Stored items
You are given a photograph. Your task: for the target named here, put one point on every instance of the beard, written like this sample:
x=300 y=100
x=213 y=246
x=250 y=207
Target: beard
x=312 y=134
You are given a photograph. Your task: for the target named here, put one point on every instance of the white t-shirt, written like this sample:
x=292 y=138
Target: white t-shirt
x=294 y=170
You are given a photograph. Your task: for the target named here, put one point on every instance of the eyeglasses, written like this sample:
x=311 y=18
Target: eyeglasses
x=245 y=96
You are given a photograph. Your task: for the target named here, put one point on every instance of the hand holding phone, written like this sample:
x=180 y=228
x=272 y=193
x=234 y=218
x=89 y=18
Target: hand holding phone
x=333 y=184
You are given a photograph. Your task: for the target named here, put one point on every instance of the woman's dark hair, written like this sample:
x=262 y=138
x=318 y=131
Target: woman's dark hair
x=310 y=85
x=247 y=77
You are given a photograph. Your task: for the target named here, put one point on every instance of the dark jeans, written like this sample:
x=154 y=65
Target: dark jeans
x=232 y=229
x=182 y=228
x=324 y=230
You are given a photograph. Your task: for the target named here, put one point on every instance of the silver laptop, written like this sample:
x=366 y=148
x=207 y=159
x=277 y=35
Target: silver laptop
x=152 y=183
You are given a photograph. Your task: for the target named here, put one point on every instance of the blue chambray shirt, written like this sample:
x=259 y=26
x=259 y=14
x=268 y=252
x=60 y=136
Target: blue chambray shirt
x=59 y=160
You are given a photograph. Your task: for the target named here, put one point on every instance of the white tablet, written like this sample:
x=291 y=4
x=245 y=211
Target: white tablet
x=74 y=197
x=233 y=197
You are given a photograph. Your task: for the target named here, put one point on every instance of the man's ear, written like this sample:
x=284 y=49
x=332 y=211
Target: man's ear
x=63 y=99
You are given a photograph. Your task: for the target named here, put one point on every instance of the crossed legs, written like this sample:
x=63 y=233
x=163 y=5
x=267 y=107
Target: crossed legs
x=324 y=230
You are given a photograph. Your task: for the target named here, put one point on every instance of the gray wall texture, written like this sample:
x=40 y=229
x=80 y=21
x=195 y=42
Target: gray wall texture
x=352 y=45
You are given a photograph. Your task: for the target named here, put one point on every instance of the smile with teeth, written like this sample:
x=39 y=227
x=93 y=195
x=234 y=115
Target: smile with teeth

▶ **WORK TO COMPLETE**: Rewrite all of the material above, replacing "put one point on" with "place one marker on" everywhere and leaving everything else unchanged.

▶ **WRITTEN SOLUTION**:
You are given a photograph. Your task: for the target named here, place one marker on every instance of the beard, written like this sample:
x=300 y=100
x=213 y=246
x=250 y=207
Target: beard
x=312 y=134
You are given a photograph. Your task: for the target named here, place one marker on every instance of the white t-shirt, written like this sample:
x=292 y=138
Target: white t-shirt
x=294 y=170
You are given a photograph. Your task: for the target named here, place one marker on every instance of the eyeglasses, written like this sample:
x=311 y=18
Target: eyeglasses
x=245 y=96
You are given a photograph. Your task: for the target named here, place one marker on every instance of the hand holding phone, written like this sample:
x=180 y=228
x=272 y=193
x=234 y=218
x=89 y=18
Target: hand holding phone
x=333 y=184
You are given a photograph. Your task: for the target named here, place one marker on every instance of the woman's dark hair, written like this sample:
x=262 y=138
x=318 y=131
Target: woman's dark hair
x=310 y=85
x=247 y=77
You are given a photograph. Your task: for the target named here, place one marker on every instance of the dark jeans, written like this sample:
x=154 y=65
Target: dark jeans
x=232 y=229
x=182 y=228
x=324 y=230
You are given a photograph. Your task: for the target named here, place one marker on every instance of the silver laptop, written like this sample:
x=366 y=148
x=207 y=159
x=277 y=35
Target: silver laptop
x=152 y=183
You are given a photograph. Your task: for the target named here, place one marker on every instance of the blue chambray shirt, written like this sample:
x=259 y=26
x=259 y=14
x=268 y=252
x=60 y=136
Target: blue chambray shirt
x=59 y=160
You are given a photograph. Your task: for the target named here, place one marker on every instance of the white tablet, written like this sample:
x=291 y=4
x=245 y=211
Target: white tablet
x=74 y=197
x=233 y=197
You are given a photograph. Your task: for the target named here, place one marker on every instance of the man's ear, written like this sample:
x=284 y=49
x=332 y=211
Target: man's ear
x=63 y=99
You are given a photograph. Your task: for the target named here, place one marker on every instance of the crossed legs, written like this sample:
x=63 y=233
x=163 y=5
x=267 y=107
Target: crossed legs
x=324 y=230
You are given a photograph. Your task: for the target named here, place one marker on every instance of the gray wall texture, written like this sample:
x=40 y=229
x=80 y=21
x=195 y=42
Target: gray wall texture
x=352 y=45
You are given a photograph. Your task: for the target named here, place one marker on every instance of the smile with teeth, written like this sample:
x=39 y=227
x=93 y=195
x=234 y=115
Target: smile with teeth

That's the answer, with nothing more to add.